Extend the forum thread below about an FWC drone supposedly catching fishermen, picking up right after its last line.

Source –
○ ○ ○ ○ ○ ○ ○
Tin foil in your bimini top will help ward off this Obama intrusion upon our fishing rights/wrongs.....


----------



## Orion45 (Jun 26, 2008)

flounderslayerman said:


> Got a call from my mom today to give me a heads up not to break any fishing regs. She told me a friend of hers which is the owner of Fisher-Brown Insurance got busted by a drone last week. He cleaned his snapper on the way in. When he got to the dock fwc was waiting for him with pics in hand of them cleaning the fish. Fwc told him they were taken from a drone. Fwc took them to jail instead of just writing them a ticket. So be carefull fwc is watching.


How does the FWC know he wasn't cleaning the snapper to eat on board his boat? You're allowed 1.5 lbs per person for consumption aboard a vessel...provided cooking facilities are present, the fish is of legal size, and in season. 

However, if he got caught with filets when he landed...he's screwed.


----------



## sel1005 (Jan 10, 2008)

did anyone see this on the news? I have not yet, would be interesting to see what the FWC has to say about it


----------



## markw4321 (Oct 4, 2007)

Why is it always someone who knows someone who got a drone ticket. When I hear it from a trusted source who actually got a ticket first hand then I might believe it. My 2 cents.


----------



## Sea Rover (Jan 15, 2008)

Prove it. What is the guys name? There will be a booking log on the jails website.


----------



## JoeyWelch (Sep 25, 2009)

markw4321 said:


> Why is it always someone who knows someone who got a drone ticket. When I hear it from a trusted source who actually got a ticket first hand then I might believe it. My 2 cents.


Yep,...Kinda like Bigfoot.


----------



## Splittine (Nov 24, 2007)

How come it's always a friend of a friend or I know somebody. You'd think as many members that are on here that someone would have a first hand experience.


----------



## CatCrusher (Jan 18, 2009)

jlw1972 said:


> Yep,...Kinda like Bigfoot.


I don't what your talking about Joey, I've seen Bigfoot twice!! the drone thing ain't happening


----------



## Firefishvideo (Jul 1, 2010)

I'm gonna give that a tentative BS.
Not because I think they wouldn't LOVE to do it.....but because I don't think they are capable.
The entire FWC budget isn't big enough to just buy a few drones.....let alone pay for the support crew.
....now I wouldn't put it past ole Obama to divert a few drones away from the border ...and put a thumb on a few republican fisherman!


----------



## JoeyWelch (Sep 25, 2009)

sbarrow said:


> I don't what your talking about Joey, I've seen Bigfoot twice!! the drone thing ain't happening



I use to see her from time to time. Usually round 2 or 3 in the morning on a Friday or Saturday night.:blink:


----------



## WhackUmStackUm (Jan 31, 2010)

I hope they _*are*_ watching. I would like to see more poachers go to jail and have their fishing gear, boats and trucks confiscated.


----------



## kanaka (Oct 3, 2007)

Here's what they're using. Beware.....


----------



## markw4321 (Oct 4, 2007)
○ ○ ○ ○ ○ ○ ○
Record list –
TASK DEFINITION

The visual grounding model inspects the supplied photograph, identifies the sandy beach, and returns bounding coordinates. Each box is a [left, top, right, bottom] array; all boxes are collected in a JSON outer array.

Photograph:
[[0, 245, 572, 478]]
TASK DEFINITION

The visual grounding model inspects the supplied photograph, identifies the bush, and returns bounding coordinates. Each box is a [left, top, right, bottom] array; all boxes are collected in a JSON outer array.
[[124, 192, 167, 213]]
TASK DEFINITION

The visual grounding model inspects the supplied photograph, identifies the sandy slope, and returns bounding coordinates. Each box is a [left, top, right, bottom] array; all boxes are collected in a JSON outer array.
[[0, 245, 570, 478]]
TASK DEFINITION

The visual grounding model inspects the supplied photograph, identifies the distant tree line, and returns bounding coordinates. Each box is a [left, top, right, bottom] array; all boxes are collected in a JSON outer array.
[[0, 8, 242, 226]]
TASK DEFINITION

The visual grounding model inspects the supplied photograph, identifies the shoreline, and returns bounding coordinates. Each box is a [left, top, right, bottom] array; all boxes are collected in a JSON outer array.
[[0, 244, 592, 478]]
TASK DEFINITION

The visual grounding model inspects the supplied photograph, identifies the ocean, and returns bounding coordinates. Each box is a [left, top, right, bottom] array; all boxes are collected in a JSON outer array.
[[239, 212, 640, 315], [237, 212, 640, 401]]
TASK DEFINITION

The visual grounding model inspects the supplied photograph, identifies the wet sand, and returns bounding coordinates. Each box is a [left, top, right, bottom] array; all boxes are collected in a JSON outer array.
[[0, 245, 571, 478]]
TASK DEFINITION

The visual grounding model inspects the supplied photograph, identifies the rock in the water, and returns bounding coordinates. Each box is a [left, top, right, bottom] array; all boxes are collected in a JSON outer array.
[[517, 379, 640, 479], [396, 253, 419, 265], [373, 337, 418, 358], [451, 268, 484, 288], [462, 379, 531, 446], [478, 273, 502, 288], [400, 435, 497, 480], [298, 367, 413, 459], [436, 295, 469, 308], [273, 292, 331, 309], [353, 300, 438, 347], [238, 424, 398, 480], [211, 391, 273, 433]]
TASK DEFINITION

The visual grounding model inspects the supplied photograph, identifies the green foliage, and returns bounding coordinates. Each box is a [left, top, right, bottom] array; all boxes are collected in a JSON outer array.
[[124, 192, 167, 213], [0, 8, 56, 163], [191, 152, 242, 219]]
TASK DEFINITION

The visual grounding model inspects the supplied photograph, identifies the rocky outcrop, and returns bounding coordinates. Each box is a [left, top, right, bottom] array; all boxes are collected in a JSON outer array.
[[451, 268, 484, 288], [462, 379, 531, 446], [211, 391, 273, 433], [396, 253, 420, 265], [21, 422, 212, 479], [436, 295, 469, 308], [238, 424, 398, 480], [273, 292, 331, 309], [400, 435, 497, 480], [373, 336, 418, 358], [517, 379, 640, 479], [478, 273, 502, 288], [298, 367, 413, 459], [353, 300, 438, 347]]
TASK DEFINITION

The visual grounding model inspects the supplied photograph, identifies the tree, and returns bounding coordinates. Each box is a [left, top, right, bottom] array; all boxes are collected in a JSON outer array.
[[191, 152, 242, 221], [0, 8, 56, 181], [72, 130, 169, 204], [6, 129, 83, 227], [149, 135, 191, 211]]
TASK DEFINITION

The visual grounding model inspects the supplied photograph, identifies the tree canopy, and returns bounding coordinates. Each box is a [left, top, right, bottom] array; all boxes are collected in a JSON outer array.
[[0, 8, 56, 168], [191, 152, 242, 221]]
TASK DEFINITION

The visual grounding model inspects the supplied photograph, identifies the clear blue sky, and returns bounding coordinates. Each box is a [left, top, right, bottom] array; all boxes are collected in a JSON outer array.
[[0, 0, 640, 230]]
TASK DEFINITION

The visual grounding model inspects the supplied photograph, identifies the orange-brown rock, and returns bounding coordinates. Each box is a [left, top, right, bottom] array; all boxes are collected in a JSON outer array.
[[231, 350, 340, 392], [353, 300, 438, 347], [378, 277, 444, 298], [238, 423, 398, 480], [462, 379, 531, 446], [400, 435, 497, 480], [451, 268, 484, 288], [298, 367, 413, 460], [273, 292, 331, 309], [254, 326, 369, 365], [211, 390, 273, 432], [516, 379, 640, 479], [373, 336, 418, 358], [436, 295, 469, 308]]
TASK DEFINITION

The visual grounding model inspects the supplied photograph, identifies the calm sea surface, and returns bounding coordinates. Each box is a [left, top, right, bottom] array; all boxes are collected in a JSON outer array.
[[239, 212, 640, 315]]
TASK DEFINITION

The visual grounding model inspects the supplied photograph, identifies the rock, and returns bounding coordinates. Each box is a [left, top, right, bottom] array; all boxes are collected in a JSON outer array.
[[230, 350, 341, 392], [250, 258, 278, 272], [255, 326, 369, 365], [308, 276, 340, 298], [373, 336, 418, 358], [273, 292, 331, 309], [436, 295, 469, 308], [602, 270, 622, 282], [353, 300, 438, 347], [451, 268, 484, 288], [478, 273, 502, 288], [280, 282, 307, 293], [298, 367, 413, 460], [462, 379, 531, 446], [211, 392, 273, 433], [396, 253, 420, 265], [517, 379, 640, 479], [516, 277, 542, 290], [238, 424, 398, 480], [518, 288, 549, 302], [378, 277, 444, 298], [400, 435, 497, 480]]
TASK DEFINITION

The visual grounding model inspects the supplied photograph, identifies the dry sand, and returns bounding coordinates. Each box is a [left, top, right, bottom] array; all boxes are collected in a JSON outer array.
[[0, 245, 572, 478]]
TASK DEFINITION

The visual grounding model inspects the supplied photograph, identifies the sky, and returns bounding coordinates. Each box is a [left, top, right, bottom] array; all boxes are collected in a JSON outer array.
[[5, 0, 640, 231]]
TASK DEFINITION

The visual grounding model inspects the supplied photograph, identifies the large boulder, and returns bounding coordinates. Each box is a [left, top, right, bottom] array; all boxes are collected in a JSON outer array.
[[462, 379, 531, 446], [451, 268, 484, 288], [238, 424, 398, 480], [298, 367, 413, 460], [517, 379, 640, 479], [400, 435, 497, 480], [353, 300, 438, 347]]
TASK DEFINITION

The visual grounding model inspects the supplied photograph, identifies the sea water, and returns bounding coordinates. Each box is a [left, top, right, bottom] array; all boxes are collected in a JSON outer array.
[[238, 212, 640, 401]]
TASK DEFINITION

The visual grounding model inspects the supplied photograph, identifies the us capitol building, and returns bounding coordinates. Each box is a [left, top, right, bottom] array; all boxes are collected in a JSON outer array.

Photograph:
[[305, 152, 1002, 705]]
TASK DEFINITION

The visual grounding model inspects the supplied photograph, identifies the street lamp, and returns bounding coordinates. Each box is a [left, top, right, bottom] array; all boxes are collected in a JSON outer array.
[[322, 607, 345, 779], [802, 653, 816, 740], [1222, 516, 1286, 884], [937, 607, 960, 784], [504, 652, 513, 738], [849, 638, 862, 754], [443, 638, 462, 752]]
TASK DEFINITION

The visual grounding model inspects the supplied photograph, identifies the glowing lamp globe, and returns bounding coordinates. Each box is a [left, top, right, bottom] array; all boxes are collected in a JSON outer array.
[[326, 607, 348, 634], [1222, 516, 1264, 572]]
○ ○ ○ ○ ○ ○ ○
Exercise answer –
WhackUmStackUm said:


> I hope they _*are*_ watching. I would like to see more poachers go to jail and have their fishing gear, boats and trucks confiscated.


Oh thanc yuu sur. Iffin yuu hadnt shon up here us ignorant hillbilly rec Fisher pepples woulda caught all dem snappas up.


----------



## WhackUmStackUm (Jan 31, 2010)

kanaka said:


> Here's what they're using. Beware.....


Sweet!


----------



## WhackUmStackUm (Jan 31, 2010)

markw4321 said:


> Oh thanc yuu sur. Iffin yuu hadnt shon up here us ignorant hillbilly rec Fisher pepples woulda caught all dem snappas up.


As I have long suspected...


----------



## Mac1528 (Mar 24, 2012)

Orion45 said:


> How does the FWC know he wasn't cleaning the snapper to eat on board his boat? You're allowed 1.5 lbs per person for consumption aboard a vessel...*provided cooking facilities are present*.


How 'bout us sushi folks?


----------



## Downtime2 (Sep 27, 2007)

A drone ID'n fish and people sponsored by FWC and brought to you By Obama hssunsef approved by Bohner and his crew. Sounds legit to me....


----------



## MillerTime (Jul 6, 2011)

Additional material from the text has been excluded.